Extract provided |
★ ★ ★ ★

Simulate an existing dataframe

Produces a data table with the same distributions and correlations as an existing data table Only returns numeric columns and simulates all numeric variables from a continuous normal distribution (for now).

Usage

sim_df(
  data,
  n = 100,
  within = c(),
  between = c(),
  id = "id",
  dv = "value",
  empirical = FALSE,
  long = FALSE,
  seed = NULL,
  missing = FALSE,
  sep = faux_options("sep")
)

Arguments

data: the existing tbl
n: the number of samples to return per group
within: a list of the within-subject factor columns (if long format)
between: a list of the between-subject factor columns
id: the names of the column(s) for grouping observations
dv: the name of the DV (value) column
empirical: Should the returned data have these exact parameters? (versus be sampled from a population with these parameters)
long: whether to return the data table in long format
seed: DEPRECATED use set.seed() instead before running this function
missing: simulate missing data?

★ ★ ★ ★

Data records
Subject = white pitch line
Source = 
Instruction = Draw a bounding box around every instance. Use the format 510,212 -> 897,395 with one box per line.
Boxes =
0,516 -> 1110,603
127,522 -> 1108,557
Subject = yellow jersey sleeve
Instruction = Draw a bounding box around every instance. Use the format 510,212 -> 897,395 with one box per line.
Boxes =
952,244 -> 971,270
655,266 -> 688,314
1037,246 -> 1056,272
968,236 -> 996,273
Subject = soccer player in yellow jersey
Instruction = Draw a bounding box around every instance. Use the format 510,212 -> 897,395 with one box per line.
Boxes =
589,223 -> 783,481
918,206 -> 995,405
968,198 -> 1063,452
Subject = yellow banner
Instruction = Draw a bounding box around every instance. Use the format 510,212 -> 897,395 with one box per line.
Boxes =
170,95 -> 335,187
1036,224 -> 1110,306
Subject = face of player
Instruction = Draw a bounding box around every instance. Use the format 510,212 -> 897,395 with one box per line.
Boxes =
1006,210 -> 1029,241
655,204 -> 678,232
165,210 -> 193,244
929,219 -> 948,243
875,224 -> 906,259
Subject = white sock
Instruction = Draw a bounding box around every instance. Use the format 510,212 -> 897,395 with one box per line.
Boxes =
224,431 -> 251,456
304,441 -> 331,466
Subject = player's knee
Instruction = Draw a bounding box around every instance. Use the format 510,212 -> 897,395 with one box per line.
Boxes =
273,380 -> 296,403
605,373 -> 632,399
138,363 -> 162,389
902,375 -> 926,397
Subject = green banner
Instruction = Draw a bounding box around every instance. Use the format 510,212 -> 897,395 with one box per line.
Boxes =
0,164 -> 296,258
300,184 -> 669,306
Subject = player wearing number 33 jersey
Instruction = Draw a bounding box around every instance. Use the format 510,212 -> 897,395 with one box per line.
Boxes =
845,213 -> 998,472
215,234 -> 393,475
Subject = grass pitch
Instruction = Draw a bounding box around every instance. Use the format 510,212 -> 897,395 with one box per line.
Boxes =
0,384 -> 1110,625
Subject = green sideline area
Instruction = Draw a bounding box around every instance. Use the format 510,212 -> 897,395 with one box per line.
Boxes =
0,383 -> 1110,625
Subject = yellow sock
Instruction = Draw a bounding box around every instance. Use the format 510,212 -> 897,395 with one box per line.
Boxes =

★ ★ ★ ★

Given request A | In the sim_df documentation, what is the default value of the argument that sets how many samples are returned per group?
Given request B | Rewrite the stretch of the sim_df documentation from "long: whether to" through "simulate missing data?", changing "long format" to "wide format".
Given request C | Write the next part of the sim_df documentation, picking up after its final line.

Response A | 100

Response B |
long: whether to return the data table in wide format
seed: DEPRECATED use set.seed() instead before running this function
missing: simulate missing data?

Response C |
sep: separator for factor levels

Value

a tbl

Details

See vignette("sim_df", package = "faux") for details.

Examples

iris100 <- sim_df(iris, 100)
iris_species <- sim_df(iris, 100, between = "Species")

# set the names of within factors and (the separator character) 
# if you want to return a long version
longdf <- sim_df(iris, 
                 between = "Species", 
                 within = c("type", "dim"),
                 sep = ".",
                 long = TRUE)
                 
# or if you are simulating data from a table in long format
widedf <- sim_df(longdf, 
                 between = "Species", 
                 within = c("type", "dim"),
                 sep = ".")